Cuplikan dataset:
====

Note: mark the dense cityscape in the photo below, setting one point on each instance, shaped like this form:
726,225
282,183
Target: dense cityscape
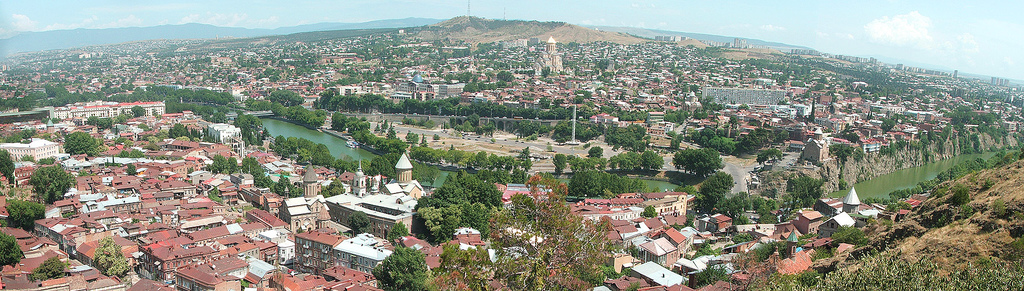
468,156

====

> Tugas singkat
Nyatakan semua baris di atas sebagai daftar JSON berisi string, satu string untuk tiap baris, tanpa baris kosong. Gambar tidak perlu dimasukkan ke dalam jawaban.

> Jawaban tugas
[
  "Note: mark the dense cityscape in the photo below, setting one point on each instance, shaped like this form:",
  "726,225",
  "282,183",
  "Target: dense cityscape",
  "468,156"
]